§ Brief: Copy, with no changes, the stretch of entries below from the line containing "Could you point out every instance of the stadium light" through the last entry.

§ Input for this task:
┌──

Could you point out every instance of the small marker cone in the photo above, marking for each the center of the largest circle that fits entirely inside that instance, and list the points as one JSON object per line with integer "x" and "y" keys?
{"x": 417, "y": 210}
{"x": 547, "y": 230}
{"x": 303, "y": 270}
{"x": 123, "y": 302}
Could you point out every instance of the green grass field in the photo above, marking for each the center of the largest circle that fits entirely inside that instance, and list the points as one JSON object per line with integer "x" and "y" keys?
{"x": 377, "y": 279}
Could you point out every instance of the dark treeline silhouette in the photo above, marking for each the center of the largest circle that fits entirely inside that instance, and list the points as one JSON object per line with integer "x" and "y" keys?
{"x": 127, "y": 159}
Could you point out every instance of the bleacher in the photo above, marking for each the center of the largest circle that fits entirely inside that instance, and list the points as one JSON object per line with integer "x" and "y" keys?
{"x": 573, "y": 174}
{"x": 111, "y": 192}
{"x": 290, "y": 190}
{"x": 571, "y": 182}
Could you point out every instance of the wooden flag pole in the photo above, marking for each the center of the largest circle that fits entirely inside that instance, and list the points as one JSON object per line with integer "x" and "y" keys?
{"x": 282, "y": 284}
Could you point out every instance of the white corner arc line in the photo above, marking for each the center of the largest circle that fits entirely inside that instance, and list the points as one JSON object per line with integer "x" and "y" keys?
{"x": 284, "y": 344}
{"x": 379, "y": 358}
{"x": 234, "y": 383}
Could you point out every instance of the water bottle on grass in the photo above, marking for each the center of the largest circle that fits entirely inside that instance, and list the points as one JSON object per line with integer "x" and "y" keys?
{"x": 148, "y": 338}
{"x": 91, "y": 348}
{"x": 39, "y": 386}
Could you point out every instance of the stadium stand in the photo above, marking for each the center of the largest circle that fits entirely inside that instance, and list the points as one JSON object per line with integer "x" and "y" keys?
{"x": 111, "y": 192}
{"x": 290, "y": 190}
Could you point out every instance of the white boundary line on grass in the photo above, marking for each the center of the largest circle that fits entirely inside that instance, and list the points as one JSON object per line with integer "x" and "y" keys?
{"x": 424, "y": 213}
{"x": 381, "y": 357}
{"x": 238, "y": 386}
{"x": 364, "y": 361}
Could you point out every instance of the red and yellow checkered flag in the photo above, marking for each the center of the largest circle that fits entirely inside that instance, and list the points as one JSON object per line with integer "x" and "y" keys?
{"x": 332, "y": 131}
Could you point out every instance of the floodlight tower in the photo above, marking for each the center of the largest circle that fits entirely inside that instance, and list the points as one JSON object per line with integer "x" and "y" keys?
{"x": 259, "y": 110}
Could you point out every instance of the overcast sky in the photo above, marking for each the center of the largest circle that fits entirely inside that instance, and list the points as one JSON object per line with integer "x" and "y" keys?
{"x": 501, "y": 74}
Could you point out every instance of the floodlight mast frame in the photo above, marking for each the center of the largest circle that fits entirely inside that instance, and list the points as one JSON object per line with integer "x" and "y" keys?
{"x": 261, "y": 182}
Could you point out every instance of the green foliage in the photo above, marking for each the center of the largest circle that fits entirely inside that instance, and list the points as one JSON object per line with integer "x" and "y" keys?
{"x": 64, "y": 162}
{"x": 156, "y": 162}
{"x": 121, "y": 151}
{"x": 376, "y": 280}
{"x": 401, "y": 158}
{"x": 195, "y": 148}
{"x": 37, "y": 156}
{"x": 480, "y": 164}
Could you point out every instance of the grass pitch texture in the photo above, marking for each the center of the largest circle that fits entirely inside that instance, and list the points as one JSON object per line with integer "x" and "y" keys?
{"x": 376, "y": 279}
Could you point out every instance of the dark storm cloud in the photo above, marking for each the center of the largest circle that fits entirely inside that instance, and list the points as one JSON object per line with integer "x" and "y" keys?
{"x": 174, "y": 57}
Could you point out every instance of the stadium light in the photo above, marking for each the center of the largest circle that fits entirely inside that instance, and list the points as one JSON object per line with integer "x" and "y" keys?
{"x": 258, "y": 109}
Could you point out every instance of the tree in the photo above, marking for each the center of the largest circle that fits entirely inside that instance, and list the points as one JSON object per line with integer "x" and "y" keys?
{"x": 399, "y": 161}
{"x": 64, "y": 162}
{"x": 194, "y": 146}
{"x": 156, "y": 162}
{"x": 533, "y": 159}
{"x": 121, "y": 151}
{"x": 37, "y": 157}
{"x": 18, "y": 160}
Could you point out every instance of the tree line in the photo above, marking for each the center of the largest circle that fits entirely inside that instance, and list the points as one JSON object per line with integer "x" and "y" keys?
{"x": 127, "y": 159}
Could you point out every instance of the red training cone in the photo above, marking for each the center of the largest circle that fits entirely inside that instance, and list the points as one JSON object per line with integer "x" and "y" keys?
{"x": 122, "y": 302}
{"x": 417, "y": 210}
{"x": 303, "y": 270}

└──

§ Solution to this problem:
Could you point out every instance of the stadium light in the photo above, marking for each the center of the largest circle that fits entirely inside that instance, and list the points as one JSON object per line with integer "x" and "y" keys?
{"x": 258, "y": 109}
Could you point out every instance of the tree in the photo above, marking for each the center of the largest circle that fits entirely inside that instance, and list the points as one JSON object per line with integer "x" and "y" keys?
{"x": 399, "y": 161}
{"x": 64, "y": 162}
{"x": 194, "y": 146}
{"x": 156, "y": 162}
{"x": 533, "y": 159}
{"x": 121, "y": 151}
{"x": 37, "y": 157}
{"x": 18, "y": 160}
Could you point out every instance of the tree line in the photo above, marking for each the center of the largest circle that fits entirely inside that instance, and list the points as one JSON object per line with integer "x" and "y" keys?
{"x": 127, "y": 159}
Could you point out every instance of the red training cone in the photo above, marking for each the center of the largest circle that fits entirely inside that instance, and list the points as one JSON object per line with integer "x" and "y" keys?
{"x": 122, "y": 302}
{"x": 417, "y": 210}
{"x": 303, "y": 270}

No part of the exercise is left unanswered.